_WHAT NEEDS TO BE DONE:_ Quote the records that follow in full, leaving the pictures out.

[Region pointing data]
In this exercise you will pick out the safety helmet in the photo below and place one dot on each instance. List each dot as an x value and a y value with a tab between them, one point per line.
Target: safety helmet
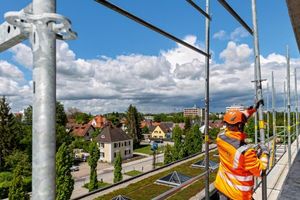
234	116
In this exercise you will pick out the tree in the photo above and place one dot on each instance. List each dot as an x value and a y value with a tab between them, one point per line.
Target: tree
62	136
197	135
133	125
64	180
177	138
19	158
8	131
168	157
118	169
17	189
187	124
93	161
61	117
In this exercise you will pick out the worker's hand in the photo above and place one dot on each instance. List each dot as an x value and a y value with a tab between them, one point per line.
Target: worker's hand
258	103
262	149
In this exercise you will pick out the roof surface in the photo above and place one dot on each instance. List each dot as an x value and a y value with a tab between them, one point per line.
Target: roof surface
294	12
112	134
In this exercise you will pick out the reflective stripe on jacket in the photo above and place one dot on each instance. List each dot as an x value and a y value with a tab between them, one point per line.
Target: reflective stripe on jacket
238	164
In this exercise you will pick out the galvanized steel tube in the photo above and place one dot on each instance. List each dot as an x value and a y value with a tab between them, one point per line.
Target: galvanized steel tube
44	99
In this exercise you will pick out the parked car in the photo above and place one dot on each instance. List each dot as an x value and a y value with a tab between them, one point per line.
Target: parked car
74	168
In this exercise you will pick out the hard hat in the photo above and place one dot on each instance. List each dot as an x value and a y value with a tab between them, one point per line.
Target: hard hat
234	116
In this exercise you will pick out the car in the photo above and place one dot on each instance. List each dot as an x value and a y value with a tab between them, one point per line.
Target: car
74	168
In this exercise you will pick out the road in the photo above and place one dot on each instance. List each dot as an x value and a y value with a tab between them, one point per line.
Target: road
105	172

_THE COMPLETED TASK:_
In this exercise you will pick out the safety helmet in the photo below and place one dot on each instance. List each dot as an x value and a y value with a tab between them, one point per line.
Target: safety helmet
234	116
In this exercise you will pick out the tree in the photo above and place one dot on each instance. List each dot as an x value and a y value with a tab between them, one point per line.
Target: tree
62	136
197	135
133	125
64	180
177	138
19	158
8	131
168	157
118	169
17	189
187	124
93	161
61	117
In this exercise you will pick out the worker's hand in the photo above and place one dot on each instance. List each dot as an x value and a y value with a tab between them, one point per line.
Target: worker's hand
258	103
262	149
In this exercise you will pick out the roof surface in the photo above and place one dot on each instance. List each dot as an x value and a y value with a tab between them, one point per line.
Target: roof surface
294	12
112	134
In this exercise you will pick out the reflective stripe on jacket in the photo above and place one dot on each instance. List each dot as an x value and a y value with a tab between them, one point per line.
Target: reflective stripe on jacket
238	164
In this exercise you will pick out the galvanized steel tube in the photo above and place one dot on each instance. List each dot as an x value and a y value with a tab between them, one point per line.
Target: galvanized steel tube
44	99
In this exercise you will pick out the parked car in the photo above and place one dot on each instance. List each dot as an x value and a y value with a tab between them, one point per line.
Target: parked car
74	168
In this exercise you will pick out the hard hat in the photo above and place one dot on each instance. List each dot as an x value and a y value with a tab between them, one point per line.
Target: hard hat
234	116
In this exercise you will pick out the car in the photo above and place one dot on each instance. List each dot as an x value and a y value with a tab between them, one point per line.
Target: car
74	168
In this exercise you will pick out the road in the photo above and place one dot on each instance. List each dot as an x value and a y value with a tab between them, one point per line.
Target: road
105	172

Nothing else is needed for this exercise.